## Problem statement:
Where the word "building" appears in a line of the entries below, count that line and give the total alone.

--- --- ---

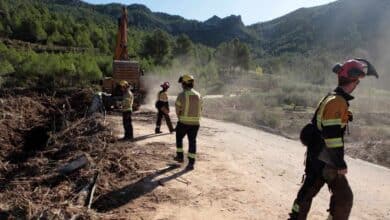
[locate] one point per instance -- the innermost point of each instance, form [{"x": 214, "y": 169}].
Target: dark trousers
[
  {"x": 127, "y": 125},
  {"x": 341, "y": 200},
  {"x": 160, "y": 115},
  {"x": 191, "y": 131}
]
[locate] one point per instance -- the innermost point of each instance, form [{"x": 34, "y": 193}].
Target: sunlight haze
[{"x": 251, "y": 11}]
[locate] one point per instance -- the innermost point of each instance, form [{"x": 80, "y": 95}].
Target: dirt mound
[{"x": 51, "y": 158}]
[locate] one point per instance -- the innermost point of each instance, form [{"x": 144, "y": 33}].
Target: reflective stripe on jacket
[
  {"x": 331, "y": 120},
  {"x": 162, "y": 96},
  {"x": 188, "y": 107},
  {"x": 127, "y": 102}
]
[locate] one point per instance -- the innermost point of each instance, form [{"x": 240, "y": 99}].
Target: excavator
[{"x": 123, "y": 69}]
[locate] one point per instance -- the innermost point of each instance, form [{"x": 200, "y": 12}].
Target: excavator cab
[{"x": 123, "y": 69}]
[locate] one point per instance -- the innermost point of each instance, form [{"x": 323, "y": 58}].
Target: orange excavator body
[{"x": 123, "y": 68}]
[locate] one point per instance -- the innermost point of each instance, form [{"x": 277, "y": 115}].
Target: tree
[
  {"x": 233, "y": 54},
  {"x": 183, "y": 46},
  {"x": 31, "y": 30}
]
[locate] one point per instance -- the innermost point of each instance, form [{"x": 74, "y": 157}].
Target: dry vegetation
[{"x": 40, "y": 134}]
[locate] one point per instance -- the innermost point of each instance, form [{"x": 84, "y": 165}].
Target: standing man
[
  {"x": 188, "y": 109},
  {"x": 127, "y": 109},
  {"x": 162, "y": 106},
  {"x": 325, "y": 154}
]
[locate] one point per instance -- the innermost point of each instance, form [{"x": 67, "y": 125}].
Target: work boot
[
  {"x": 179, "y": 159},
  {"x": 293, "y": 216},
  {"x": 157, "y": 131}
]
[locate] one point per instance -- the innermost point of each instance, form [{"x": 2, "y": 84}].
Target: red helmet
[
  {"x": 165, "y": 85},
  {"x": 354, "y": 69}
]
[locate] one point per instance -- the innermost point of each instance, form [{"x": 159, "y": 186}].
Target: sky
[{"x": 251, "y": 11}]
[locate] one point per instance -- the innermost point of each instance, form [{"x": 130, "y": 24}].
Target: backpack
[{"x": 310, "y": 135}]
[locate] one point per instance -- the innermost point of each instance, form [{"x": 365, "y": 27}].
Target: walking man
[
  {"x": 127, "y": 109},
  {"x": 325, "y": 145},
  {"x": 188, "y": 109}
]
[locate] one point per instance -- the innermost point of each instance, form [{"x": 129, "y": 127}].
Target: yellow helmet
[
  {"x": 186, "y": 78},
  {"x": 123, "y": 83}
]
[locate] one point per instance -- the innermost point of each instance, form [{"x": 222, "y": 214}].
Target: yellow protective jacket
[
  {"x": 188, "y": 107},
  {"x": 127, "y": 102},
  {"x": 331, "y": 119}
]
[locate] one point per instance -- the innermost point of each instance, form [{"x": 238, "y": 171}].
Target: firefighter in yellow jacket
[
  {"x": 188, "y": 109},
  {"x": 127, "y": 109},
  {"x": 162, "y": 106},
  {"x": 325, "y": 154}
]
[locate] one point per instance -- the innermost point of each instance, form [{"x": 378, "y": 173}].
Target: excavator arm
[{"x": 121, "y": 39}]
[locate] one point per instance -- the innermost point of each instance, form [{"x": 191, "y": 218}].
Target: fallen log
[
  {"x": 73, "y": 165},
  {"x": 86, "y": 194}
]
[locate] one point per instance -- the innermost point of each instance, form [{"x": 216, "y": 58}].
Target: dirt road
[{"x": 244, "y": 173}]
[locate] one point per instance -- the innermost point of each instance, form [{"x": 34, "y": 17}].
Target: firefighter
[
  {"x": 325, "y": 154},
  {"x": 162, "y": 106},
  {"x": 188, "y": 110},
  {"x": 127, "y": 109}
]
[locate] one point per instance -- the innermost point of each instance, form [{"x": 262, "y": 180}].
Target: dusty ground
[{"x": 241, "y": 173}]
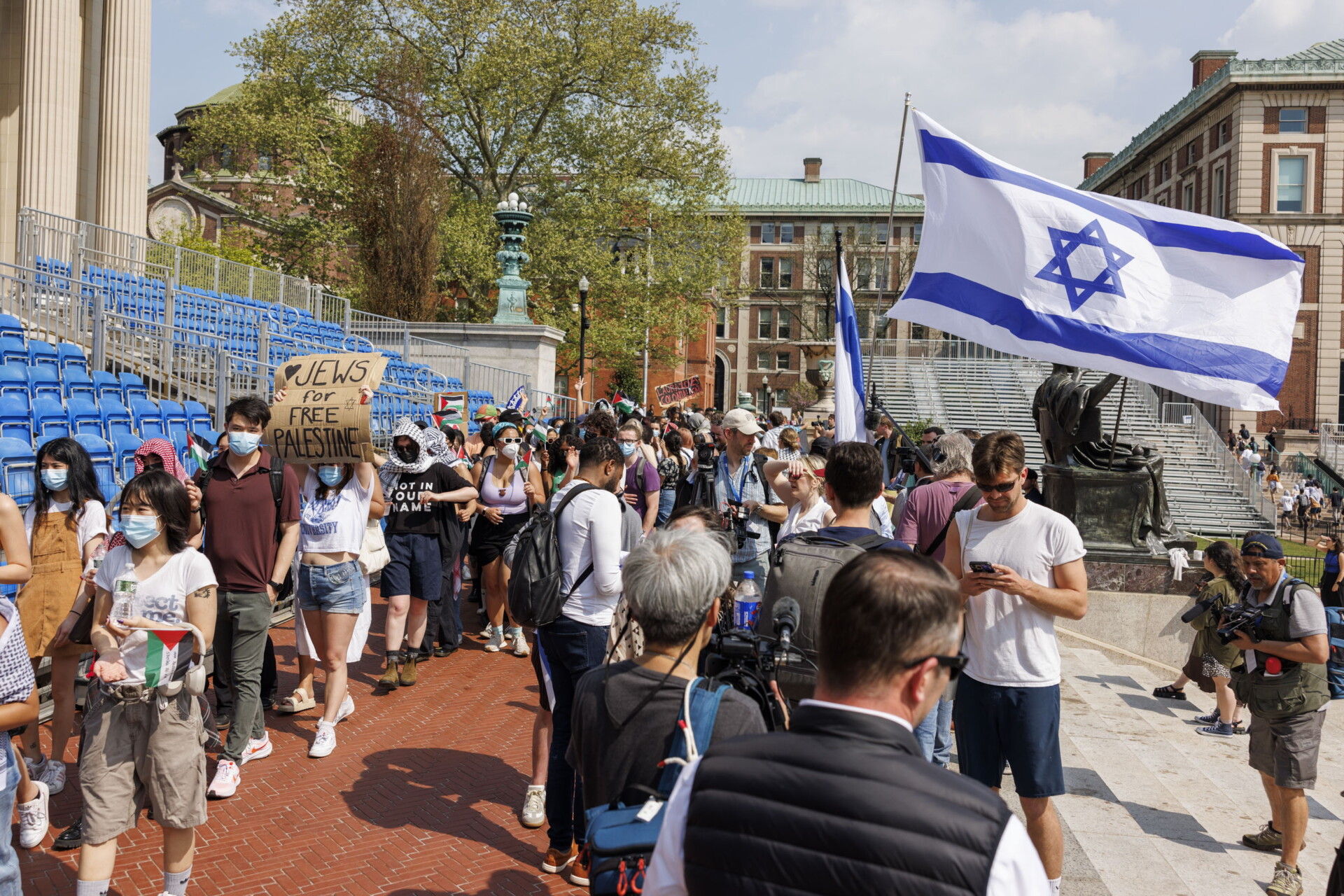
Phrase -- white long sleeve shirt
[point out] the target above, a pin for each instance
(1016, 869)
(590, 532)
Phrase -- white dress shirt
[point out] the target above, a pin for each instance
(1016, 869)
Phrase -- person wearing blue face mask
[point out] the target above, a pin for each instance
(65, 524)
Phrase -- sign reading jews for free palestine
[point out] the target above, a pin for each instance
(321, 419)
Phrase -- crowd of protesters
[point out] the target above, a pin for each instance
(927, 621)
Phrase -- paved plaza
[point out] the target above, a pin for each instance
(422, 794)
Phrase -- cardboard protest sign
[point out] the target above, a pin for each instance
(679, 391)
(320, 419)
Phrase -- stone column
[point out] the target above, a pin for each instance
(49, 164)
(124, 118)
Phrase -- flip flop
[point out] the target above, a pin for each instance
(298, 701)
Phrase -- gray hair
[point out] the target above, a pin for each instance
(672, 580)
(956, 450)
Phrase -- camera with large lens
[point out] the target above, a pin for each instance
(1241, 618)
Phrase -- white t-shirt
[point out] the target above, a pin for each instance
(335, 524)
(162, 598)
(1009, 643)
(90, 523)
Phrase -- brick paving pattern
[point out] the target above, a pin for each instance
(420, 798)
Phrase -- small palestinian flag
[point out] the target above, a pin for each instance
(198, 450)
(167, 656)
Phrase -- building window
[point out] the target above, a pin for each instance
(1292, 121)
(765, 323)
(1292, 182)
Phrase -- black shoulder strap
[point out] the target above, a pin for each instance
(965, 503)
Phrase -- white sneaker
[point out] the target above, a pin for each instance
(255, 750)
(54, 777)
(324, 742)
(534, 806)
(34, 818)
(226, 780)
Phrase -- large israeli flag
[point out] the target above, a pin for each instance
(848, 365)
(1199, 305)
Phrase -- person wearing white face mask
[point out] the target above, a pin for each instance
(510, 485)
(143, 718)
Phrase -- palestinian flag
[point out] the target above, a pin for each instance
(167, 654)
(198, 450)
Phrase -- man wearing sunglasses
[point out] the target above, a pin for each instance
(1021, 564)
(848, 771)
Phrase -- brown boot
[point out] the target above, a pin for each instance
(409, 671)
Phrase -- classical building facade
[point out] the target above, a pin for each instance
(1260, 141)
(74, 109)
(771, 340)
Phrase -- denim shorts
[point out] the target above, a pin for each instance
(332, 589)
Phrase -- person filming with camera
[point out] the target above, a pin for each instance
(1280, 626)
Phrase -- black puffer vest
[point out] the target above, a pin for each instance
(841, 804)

--- --- ---

## Answer space:
2